__Required work__: Return each entry precisely as it appears below.

Point-per-instance localization data:
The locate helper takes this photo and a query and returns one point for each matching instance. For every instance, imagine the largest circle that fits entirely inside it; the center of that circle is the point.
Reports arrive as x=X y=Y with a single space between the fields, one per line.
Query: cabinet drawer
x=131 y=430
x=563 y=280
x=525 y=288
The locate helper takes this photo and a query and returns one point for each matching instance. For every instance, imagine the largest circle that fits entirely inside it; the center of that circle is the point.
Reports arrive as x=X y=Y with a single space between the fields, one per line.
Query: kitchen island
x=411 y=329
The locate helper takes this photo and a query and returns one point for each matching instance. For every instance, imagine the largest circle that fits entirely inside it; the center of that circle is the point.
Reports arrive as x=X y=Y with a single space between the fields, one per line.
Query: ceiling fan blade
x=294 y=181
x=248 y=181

__Solution to this task__:
The locate helper takes this photo and a query and returns one point for each matching instance. For every instance, imagine the largest circle that fits entirely inside it; the center of that circle is the point.
Reports arrive as x=X y=Y with a single space between the fields, one per line.
Query: cabinet drawer
x=131 y=430
x=563 y=280
x=525 y=288
The locate helper takes this photo and a query and returns one point for each matching instance. For every instance, imagine the largest circle that fits entirely inside it; the center of that circle is the point.
Reports arrive as x=X y=Y with a single space between the fields, one per line.
Query: kitchen island
x=411 y=329
The locate helper takes this photo and a query and returns one point for each matching instance. For every instance, imagine the largest circle that fits entirely inside it; the center of that circle is the point.
Reports arrive as x=X y=Y with a single space between the fields, one per line.
Query: ceiling fan blade
x=294 y=181
x=248 y=181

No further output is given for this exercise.